## Source passage
________
WP_HTML_Tag_Processor::base_class_next_token()privateWP 6.5.0

Internal method which finds the next token in the HTML document.

This method is a protected internal function which implements the logic for finding the next token in a document. It exists so that the parser can update its state without affecting the location of the cursor in the document and without triggering subclass methods for things like next_token(), e.g. when applying patches before searching for the next token.

Method of the class: WP_HTML_Tag_Processor{}

Internal function — this function is designed to be used by the kernel itself. It is not recommended to use this function in your code.

No Hooks.

Return

true|false. Whether a token was parsed.

Usage

// private - for code of main (parent) class only
$result = $this->base_class_next_token(): bool;

Changelog

Since 6.5.0 Introduced.

WP_HTML_Tag_Processor::base_class_next_token() code WP 6.7.1

private function base_class_next_token(): bool {
	$was_at = $this->bytes_already_parsed;
	$this->after_tag();

	// Don't proceed if there's nothing more to scan.
________
## Extracted records
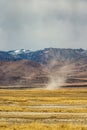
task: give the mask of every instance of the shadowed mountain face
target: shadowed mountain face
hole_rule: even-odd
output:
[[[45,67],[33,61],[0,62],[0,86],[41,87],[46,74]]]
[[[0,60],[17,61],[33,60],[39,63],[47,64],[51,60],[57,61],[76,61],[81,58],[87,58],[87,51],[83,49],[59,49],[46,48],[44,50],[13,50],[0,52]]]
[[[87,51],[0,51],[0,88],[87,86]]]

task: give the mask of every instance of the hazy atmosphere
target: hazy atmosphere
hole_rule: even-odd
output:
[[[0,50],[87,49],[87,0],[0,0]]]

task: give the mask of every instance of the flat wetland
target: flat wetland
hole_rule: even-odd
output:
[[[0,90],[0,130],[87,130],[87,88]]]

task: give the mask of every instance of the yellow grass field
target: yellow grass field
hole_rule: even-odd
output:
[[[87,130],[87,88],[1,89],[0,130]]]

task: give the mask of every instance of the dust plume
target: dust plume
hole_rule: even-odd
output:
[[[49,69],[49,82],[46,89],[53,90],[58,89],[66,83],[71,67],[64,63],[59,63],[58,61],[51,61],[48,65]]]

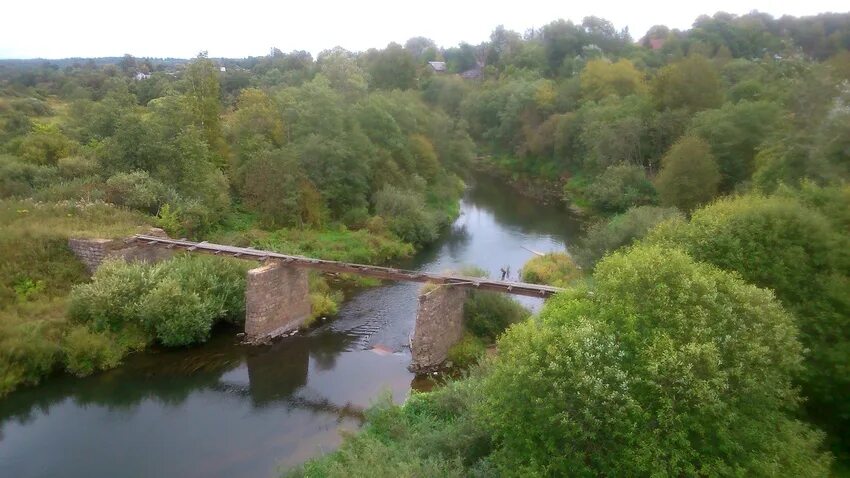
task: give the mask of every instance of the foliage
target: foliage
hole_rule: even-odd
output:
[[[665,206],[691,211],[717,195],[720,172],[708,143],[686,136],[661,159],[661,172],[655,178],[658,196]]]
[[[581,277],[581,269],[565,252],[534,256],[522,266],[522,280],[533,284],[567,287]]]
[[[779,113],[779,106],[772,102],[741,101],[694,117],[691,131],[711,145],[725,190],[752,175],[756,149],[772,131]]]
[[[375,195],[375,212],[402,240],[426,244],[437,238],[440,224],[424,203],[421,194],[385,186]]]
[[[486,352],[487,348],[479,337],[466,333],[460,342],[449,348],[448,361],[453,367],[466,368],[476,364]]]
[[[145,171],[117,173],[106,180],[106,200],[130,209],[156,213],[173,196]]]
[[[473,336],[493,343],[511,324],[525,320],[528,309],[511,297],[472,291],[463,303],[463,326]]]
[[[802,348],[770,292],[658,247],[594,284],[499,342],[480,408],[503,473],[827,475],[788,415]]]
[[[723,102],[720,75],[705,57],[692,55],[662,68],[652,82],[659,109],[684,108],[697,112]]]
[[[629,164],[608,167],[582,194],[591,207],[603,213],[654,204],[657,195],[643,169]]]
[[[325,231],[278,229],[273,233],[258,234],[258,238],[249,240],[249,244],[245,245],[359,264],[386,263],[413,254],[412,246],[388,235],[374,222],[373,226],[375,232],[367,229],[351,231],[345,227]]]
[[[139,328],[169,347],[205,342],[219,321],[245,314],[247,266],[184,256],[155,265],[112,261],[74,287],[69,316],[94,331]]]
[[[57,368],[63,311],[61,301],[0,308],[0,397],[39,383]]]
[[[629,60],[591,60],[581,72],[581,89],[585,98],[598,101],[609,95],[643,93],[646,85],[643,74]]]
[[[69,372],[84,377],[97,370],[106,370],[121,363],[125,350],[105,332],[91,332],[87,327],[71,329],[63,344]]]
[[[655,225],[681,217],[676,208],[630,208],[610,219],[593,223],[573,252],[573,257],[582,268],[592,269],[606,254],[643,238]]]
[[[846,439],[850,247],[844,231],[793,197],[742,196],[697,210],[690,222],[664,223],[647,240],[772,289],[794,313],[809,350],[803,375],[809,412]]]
________
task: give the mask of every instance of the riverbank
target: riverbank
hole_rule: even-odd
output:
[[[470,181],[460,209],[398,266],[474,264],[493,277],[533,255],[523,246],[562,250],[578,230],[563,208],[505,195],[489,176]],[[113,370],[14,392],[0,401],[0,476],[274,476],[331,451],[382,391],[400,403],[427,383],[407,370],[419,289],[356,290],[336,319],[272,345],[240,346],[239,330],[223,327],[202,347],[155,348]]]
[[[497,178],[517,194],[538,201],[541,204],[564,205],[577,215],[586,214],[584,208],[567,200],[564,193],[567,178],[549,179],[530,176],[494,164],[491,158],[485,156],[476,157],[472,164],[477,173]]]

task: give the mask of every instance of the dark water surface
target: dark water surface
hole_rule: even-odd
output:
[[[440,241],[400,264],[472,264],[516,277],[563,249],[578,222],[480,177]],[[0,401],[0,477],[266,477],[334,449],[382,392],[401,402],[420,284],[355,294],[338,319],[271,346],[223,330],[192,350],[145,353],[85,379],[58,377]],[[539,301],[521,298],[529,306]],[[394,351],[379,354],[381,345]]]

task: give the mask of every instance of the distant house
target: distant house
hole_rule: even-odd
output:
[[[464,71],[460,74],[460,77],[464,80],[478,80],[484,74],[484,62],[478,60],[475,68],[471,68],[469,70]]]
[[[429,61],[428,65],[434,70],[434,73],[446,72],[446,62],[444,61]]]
________
## To be done
[1] Reproduce verbatim the part of the base_class_next_token() documentation that begins at the words "private function base_class_next_token(): bool" and stops after "more to scan.".
[2] Pick up the base_class_next_token() documentation after its final line and keep writing it from there.

## Answers
[1]
private function base_class_next_token(): bool {
	$was_at = $this->bytes_already_parsed;
	$this->after_tag();

	// Don't proceed if there's nothing more to scan.

[2]
	if (
		self::STATE_COMPLETE === $this->parser_state ||
		self::STATE_INCOMPLETE_INPUT === $this->parser_state
	) {
		return false;
	}

	/*
	 * The next step in the parsing loop determines the parsing state;
	 * clear it so that state doesn't linger from the previous step.
	 */
	$this->parser_state = self::STATE_READY;

	if ( $this->bytes_already_parsed >= strlen( $this->html ) ) {
		$this->parser_state = self::STATE_COMPLETE;
		return false;
	}

	// Find the next tag if it exists.
	if ( false === $this->parse_next_tag() ) {
		if ( self::STATE_INCOMPLETE_INPUT === $this->parser_state ) {
			$this->bytes_already_parsed = $was_at;
		}

		return false;
	}

	/*
	 * For legacy reasons the rest of this function handles tags and their
	 * attributes. If the processor has reached the end of the document
	 * or if it matched any other token then it should return here to avoid
	 * attempting to process tag-specific syntax.
	 */
	if (
		self::STATE_INCOMPLETE_INPUT !== $this->parser_state &&
		self::STATE_COMPLETE !== $this->parser_state &&
		self::STATE_MATCHED_TAG !== $this->parser_state
	) {
		return true;
	}

	// Parse all of its attributes.
	while ( $this->parse_next_attribute() ) {
		continue;
	}

	// Ensure that the tag closes before the end of the document.
	if (
		self::STATE_INCOMPLETE_INPUT === $this->parser_state ||
		$this->bytes_already_parsed >= strlen( $this->html )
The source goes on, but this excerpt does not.